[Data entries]
----------------------------------------
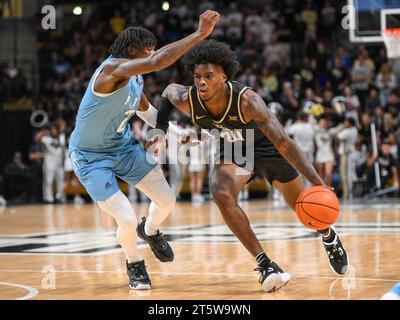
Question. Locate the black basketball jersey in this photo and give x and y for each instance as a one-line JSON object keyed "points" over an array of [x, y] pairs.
{"points": [[231, 125]]}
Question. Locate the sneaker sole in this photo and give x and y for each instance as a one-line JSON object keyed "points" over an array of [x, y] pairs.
{"points": [[348, 260], [275, 281], [340, 274], [141, 286], [161, 258]]}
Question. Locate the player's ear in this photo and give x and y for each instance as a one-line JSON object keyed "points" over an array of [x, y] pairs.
{"points": [[131, 52]]}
----------------------------------------
→ **Problem description**
Once the line that contains "Question. Locate the sneaker" is found, please give it again exactly, along with each line that comes after it, through the last line of the entries.

→ **Finished exercise**
Question. Locate the sneaker sole in this photo and give x and y for each instance as a one-line JSON object keyed "points" over an array of [x, y] pairs.
{"points": [[348, 260], [275, 281], [340, 274], [141, 286], [161, 258]]}
Question. Locate the player's ear in this photo and give x and y for each instance as a one-line JSON object keyed "points" over an array of [x, y] pairs.
{"points": [[131, 52]]}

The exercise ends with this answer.